## PROBLEM TO SOLVE
Write out the material exactly, leaving every picture behind.

## DATASET ENTRIES
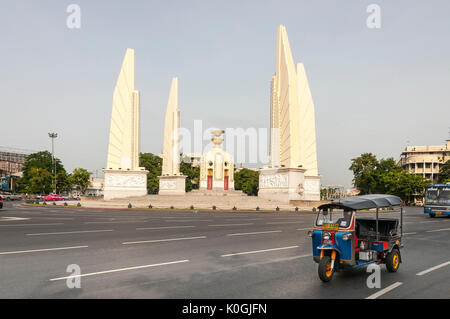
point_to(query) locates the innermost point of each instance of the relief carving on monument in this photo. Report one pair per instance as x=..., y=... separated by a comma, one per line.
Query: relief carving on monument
x=273, y=181
x=312, y=186
x=167, y=184
x=125, y=180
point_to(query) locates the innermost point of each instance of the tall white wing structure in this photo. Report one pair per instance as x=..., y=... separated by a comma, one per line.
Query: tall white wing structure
x=308, y=153
x=123, y=176
x=123, y=149
x=171, y=147
x=171, y=182
x=292, y=174
x=293, y=136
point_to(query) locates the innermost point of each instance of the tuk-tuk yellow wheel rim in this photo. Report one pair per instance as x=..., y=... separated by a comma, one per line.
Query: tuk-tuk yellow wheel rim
x=395, y=261
x=329, y=271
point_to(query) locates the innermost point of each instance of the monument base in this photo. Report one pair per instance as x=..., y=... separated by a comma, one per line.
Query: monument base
x=288, y=184
x=123, y=184
x=172, y=185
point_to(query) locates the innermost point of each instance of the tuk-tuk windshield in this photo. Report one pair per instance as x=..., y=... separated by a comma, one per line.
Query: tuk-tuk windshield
x=340, y=217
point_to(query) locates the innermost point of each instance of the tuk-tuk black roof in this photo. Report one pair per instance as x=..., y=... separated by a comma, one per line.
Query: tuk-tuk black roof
x=364, y=202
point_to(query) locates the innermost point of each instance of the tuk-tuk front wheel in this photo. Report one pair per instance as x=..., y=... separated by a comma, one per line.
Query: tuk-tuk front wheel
x=325, y=271
x=393, y=260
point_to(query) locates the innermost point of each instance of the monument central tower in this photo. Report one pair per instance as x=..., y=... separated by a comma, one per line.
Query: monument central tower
x=292, y=173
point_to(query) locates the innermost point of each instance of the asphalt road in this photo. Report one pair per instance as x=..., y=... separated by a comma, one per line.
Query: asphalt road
x=155, y=254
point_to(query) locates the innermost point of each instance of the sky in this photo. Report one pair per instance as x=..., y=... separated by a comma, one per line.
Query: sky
x=375, y=89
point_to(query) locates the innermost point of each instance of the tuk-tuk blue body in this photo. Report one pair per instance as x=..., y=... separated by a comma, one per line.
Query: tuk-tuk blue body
x=355, y=242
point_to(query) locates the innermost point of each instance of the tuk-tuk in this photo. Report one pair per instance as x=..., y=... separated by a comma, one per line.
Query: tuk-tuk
x=342, y=240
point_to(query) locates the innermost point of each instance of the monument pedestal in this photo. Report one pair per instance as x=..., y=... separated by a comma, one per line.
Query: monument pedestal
x=172, y=185
x=288, y=184
x=124, y=183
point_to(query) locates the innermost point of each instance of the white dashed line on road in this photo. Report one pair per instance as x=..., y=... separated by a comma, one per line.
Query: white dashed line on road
x=224, y=225
x=277, y=223
x=72, y=232
x=436, y=230
x=168, y=227
x=426, y=271
x=161, y=240
x=40, y=250
x=21, y=225
x=255, y=233
x=121, y=269
x=259, y=251
x=385, y=290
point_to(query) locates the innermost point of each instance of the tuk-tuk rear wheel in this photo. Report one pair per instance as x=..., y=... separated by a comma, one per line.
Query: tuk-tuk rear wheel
x=325, y=271
x=393, y=260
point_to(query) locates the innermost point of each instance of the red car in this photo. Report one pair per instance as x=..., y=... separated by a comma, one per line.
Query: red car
x=54, y=197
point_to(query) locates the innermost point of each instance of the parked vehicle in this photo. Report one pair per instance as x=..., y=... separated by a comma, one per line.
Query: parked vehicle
x=53, y=197
x=437, y=200
x=340, y=240
x=10, y=196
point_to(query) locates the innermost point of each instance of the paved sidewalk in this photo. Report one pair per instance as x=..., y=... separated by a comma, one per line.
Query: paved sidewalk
x=221, y=202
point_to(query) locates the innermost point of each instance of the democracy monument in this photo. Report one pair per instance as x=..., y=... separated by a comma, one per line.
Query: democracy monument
x=290, y=177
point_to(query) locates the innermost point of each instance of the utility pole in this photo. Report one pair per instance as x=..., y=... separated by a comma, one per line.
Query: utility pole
x=53, y=136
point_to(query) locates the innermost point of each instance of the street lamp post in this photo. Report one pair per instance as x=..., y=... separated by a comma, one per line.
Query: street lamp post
x=53, y=136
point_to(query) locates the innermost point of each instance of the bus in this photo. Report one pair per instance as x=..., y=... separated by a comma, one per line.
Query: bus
x=437, y=200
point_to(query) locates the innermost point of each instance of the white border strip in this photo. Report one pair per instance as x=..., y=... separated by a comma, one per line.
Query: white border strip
x=256, y=233
x=121, y=269
x=385, y=290
x=161, y=240
x=71, y=232
x=259, y=251
x=426, y=271
x=39, y=250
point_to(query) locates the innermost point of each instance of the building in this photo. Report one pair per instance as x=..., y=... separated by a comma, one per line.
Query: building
x=11, y=163
x=425, y=160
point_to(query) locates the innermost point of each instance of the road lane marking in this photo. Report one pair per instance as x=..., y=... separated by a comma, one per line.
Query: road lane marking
x=255, y=233
x=385, y=290
x=436, y=230
x=224, y=225
x=121, y=222
x=244, y=219
x=9, y=219
x=39, y=250
x=168, y=227
x=71, y=232
x=31, y=225
x=426, y=271
x=161, y=240
x=121, y=269
x=187, y=221
x=276, y=223
x=258, y=251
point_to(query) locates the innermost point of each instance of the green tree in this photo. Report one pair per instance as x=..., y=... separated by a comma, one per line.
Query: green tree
x=246, y=180
x=43, y=161
x=363, y=168
x=153, y=164
x=80, y=179
x=444, y=173
x=385, y=177
x=63, y=182
x=192, y=174
x=40, y=181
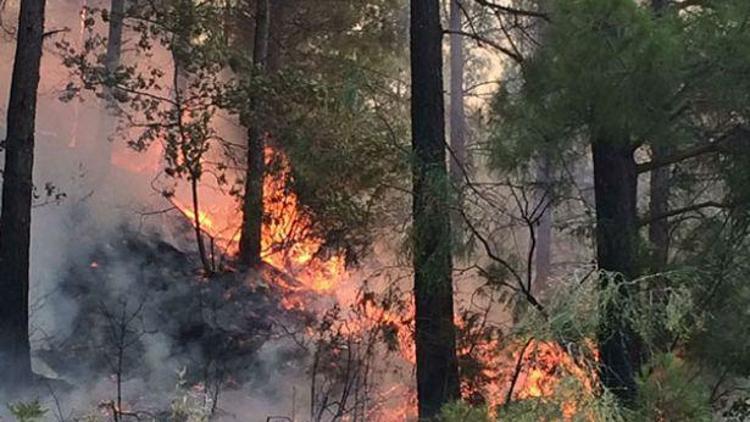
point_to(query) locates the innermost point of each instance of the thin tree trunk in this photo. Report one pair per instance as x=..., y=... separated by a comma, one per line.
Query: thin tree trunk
x=615, y=185
x=543, y=257
x=437, y=368
x=15, y=217
x=252, y=220
x=457, y=111
x=114, y=39
x=658, y=232
x=103, y=147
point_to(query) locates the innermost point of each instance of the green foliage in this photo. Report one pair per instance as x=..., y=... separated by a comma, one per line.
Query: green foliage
x=668, y=388
x=461, y=412
x=27, y=411
x=607, y=72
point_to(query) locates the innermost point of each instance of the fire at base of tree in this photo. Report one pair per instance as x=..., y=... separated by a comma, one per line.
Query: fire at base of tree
x=374, y=210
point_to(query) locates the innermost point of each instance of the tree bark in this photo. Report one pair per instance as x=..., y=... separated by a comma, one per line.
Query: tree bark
x=457, y=112
x=114, y=39
x=252, y=220
x=658, y=232
x=437, y=367
x=15, y=217
x=615, y=186
x=543, y=256
x=112, y=59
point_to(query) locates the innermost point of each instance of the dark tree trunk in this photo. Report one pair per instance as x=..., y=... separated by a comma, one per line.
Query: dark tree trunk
x=252, y=219
x=658, y=231
x=543, y=255
x=114, y=39
x=276, y=35
x=102, y=153
x=15, y=217
x=615, y=185
x=457, y=112
x=437, y=368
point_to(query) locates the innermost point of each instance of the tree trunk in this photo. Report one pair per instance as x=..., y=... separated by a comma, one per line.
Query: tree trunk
x=437, y=368
x=15, y=217
x=543, y=256
x=102, y=153
x=658, y=232
x=457, y=112
x=252, y=219
x=114, y=39
x=615, y=186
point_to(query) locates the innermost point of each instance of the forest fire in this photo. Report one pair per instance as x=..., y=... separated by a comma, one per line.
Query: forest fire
x=289, y=247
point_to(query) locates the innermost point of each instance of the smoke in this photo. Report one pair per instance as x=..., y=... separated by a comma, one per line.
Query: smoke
x=112, y=269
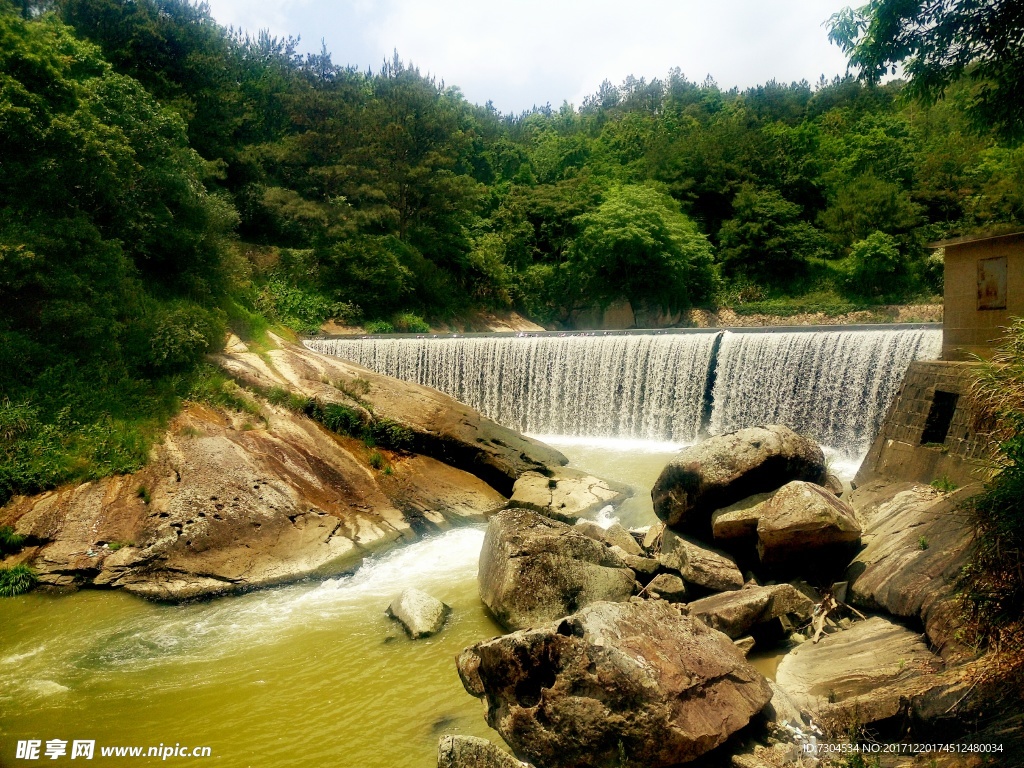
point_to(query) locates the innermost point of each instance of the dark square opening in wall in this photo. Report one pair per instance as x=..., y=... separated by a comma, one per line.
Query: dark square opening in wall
x=940, y=416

## IN RESPONSE
point_to(query) locates the innermost point of each instance of the relief carving on monument in this photo. Report one pair per instance as x=..., y=... separated by a comma, one per line.
Query: relief carving on monument
x=273, y=181
x=312, y=186
x=167, y=184
x=125, y=180
point_to(query) locates the innermost point of each instance of the tall white wing structure in this photo. Report one pair per instance as x=..., y=... separated by a comma, one per line.
Query: tall white wing structure
x=308, y=153
x=123, y=176
x=123, y=149
x=171, y=147
x=171, y=182
x=292, y=174
x=293, y=136
point_to(query) locates the innermost point of each instance of the tuk-tuk yellow wheel rim in this photo. Report one pair per instance as x=..., y=... separated by a comma, one per line.
Query: tuk-tuk yellow wheel rim
x=395, y=261
x=329, y=271
point_to(query) locates the innermost point of each instance of the monument base in this photo. Report one pair per instance as x=..., y=... separated by a comma, one per line.
Query: monument base
x=288, y=184
x=123, y=184
x=172, y=185
point_to(query) locates the innermost point of each instance of the tuk-tuk windshield in this photo. Report one pair per instance as x=..., y=... separated by a comma, one per line.
Query: tuk-tuk windshield
x=340, y=217
point_to(query) locates the innermost point of each instance of the tuk-tuk black roof in this photo. Report one pair per instance as x=..., y=... separated by a comma, one per line.
Query: tuk-tuk black roof
x=364, y=202
point_to(query) locates the innermost point of each instance of the tuk-tuk front wheel in this photo. Report one pair per instance as x=..., y=... separated by a comma, one per line.
Query: tuk-tuk front wheel
x=325, y=271
x=393, y=260
point_to(query) locates the innermost point of each instance of the monument central tower in this photo. Report one pair per instance as x=..., y=... separated by a comma, one per line.
Query: monument central tower
x=292, y=173
point_to(query) locates the innermost point of each instance of the asphalt road in this photo. Report one pair per instance as x=..., y=... separated by a comma, one per line.
Query: asphalt road
x=155, y=254
point_to(query) locates the innermost point of each instance of the sky in this photo. Report one pair per instance as x=..., y=... separated by a comma, one per line.
Query: sky
x=375, y=89
point_to(query) locates the innermost point of each instance of the tuk-tuk blue body in this photo. Report one pair per instance as x=..., y=... separated by a comma, one per line.
Query: tuk-tuk blue body
x=355, y=242
point_to(query) locates the innermost point of each instance of the tuk-tuk in this photo. Report one pair per instance as x=..., y=... separated by a comma, one per line.
Query: tuk-tuk
x=342, y=240
point_to(query) locates the innermost point of each instance of the monument pedestal in this photo. Report one pair per instance as x=..., y=... separated by a comma, one per line.
Query: monument pedestal
x=172, y=185
x=288, y=184
x=124, y=183
point_to(query) locates the innermost point of each instance of the white dashed line on road in this photo. Report one pair per instance as x=..., y=... separated by a comma, one per line.
Query: white dashed line on road
x=224, y=225
x=277, y=223
x=72, y=232
x=436, y=230
x=168, y=227
x=426, y=271
x=161, y=240
x=40, y=250
x=21, y=225
x=255, y=233
x=121, y=269
x=259, y=251
x=385, y=290
point_to(query) locates the innermost point of each instance of the tuk-tuk rear wheel in this photo. Report one pair per instance as x=..., y=... separated by a comma, one per line.
Query: tuk-tuk rear wheel
x=325, y=271
x=393, y=260
point_to(query) locates the innermost point of each instance of the red car in this photo. Report one pair per instance as x=..., y=... separated by a comma, one per line.
Query: red car
x=54, y=197
point_to(query) locates the innermost point of each instance of the parked vehicle in this photo. Report one pair per instance as x=..., y=... separated by a comma, one per line.
Query: parked vehicle
x=53, y=197
x=437, y=200
x=340, y=240
x=10, y=196
point_to(query) locates the innermost point of each instance of the paved sidewalk in this photo. Report one pair per instance as x=..., y=... separated by a comma, one per line.
Query: paved sidewalk
x=221, y=202
point_to(query) locates the innermost point of each instance of the democracy monument in this photo. Report one pair per instance as x=..., y=... separated by a comma, one per line.
Query: democracy monument
x=290, y=177
point_to(query) locates the innermost point of each instance of the utility pole in this photo. Report one pair per instance as x=..., y=... separated by a comma, one per line.
Query: utility pole
x=53, y=136
point_to(query) locates the innermost point of each instance of the street lamp post in this photo. Report one pair per instance as x=..., y=... separated by a comma, one per line.
Query: street lamp post
x=53, y=136
point_to(query) locates the innermost point of each instance of the bus in this photo. Report one pair per instance as x=..., y=... separated by a comma, one per line.
Query: bus
x=437, y=200
point_to(query) locates the innermost point of each instance of the white border strip in this photo. Report one pair per instance as x=..., y=... separated by a comma, one per line.
Query: white border strip
x=256, y=233
x=121, y=269
x=385, y=290
x=161, y=240
x=71, y=232
x=259, y=251
x=426, y=271
x=39, y=250
point_to(query) locates the innermost point of each instance of the building in this photo. Report one pair per instance as x=..., y=... separated by a comma, one per line.
Query: building
x=11, y=163
x=425, y=160
point_to(query) locates the innermost point of each instance of the road lane marking in this photo. Report one pair per instance as x=..., y=... separated by a comma, one per line.
Query: road lane marking
x=255, y=233
x=385, y=290
x=436, y=230
x=224, y=225
x=121, y=222
x=244, y=219
x=9, y=219
x=39, y=250
x=168, y=227
x=71, y=232
x=31, y=225
x=426, y=271
x=161, y=240
x=121, y=269
x=187, y=221
x=276, y=223
x=258, y=251
point_to(query) locates the innermost point of each instance of the green tree in this photo. Report one pair per instance as x=..., y=... separated by a comma, one per line.
Query: green tree
x=246, y=180
x=43, y=161
x=363, y=168
x=153, y=164
x=80, y=179
x=444, y=173
x=385, y=177
x=63, y=182
x=192, y=174
x=40, y=181
point_to(query) locates the innermost point of each instance of the thin tree trunk in this photo. Report one pair per instance as x=..., y=... separated by a comma, one per line.
Query: thin tree trunk
x=615, y=185
x=543, y=257
x=437, y=368
x=15, y=217
x=252, y=220
x=457, y=111
x=114, y=39
x=658, y=232
x=103, y=147
point_to(query) locates the innermost point of each instance of the green foliage in this photo. Report one pair per instance as x=..., y=... separated by a comma, one per line.
Query: green foliage
x=668, y=388
x=461, y=412
x=27, y=411
x=607, y=72
point_to(query) locates the innermost point of each instance of the fire at base of tree in this photo. Report one pair per instance as x=..., y=... separated by a comma, one per line.
Query: fire at base of tree
x=374, y=210
point_to(query) locates the innermost point of each instance of the tree bark in this photo. Report one pair per instance as x=..., y=... separated by a comma, one per line.
Query: tree bark
x=457, y=112
x=114, y=39
x=252, y=220
x=658, y=232
x=437, y=367
x=15, y=217
x=615, y=186
x=543, y=256
x=112, y=59
point_to(query) locates the innermost point of each instance of the dark tree trunk in this photo. Report one pair per instance as x=..., y=... separated by a comma, one per line.
Query: dark tree trunk
x=252, y=219
x=658, y=231
x=543, y=255
x=114, y=39
x=276, y=35
x=102, y=153
x=15, y=217
x=615, y=185
x=457, y=112
x=437, y=368
point_to(query) locates the innermost point of each instance of the tree trunk in this photo. Report one pair per instance as x=..., y=... separated by a comma, one per line.
Query: tree trunk
x=437, y=368
x=15, y=217
x=543, y=256
x=102, y=153
x=658, y=232
x=457, y=112
x=252, y=219
x=114, y=39
x=615, y=186
point_to(query) locates the innermost point of each instance of the forest fire in this photo. Report one pair per instance as x=..., y=... separated by a comma, one per line.
Query: forest fire
x=289, y=247
point_to(query) locates the innermost point of each instance of the smoke in this photo. Report one pair per instance as x=..., y=... separated by a comma, one per line.
Query: smoke
x=112, y=269
point_to(query) locates the innermost point of each instance of the dark square opening in wall in this photo. Report one pair per instance as x=..., y=... separated by a comma, one per line.
Query: dark square opening in wall
x=940, y=416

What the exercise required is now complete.